(Problem): Print every line of the items below word for word, changing nothing.

(Exercise inputs):
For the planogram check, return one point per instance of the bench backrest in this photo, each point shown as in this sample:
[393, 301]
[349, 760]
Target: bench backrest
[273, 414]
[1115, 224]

(Task answer):
For the planogram check, return one point per instance of the bench backrest in this photo, each point shown as in this sample:
[393, 301]
[349, 760]
Target: bench backrest
[273, 414]
[1115, 224]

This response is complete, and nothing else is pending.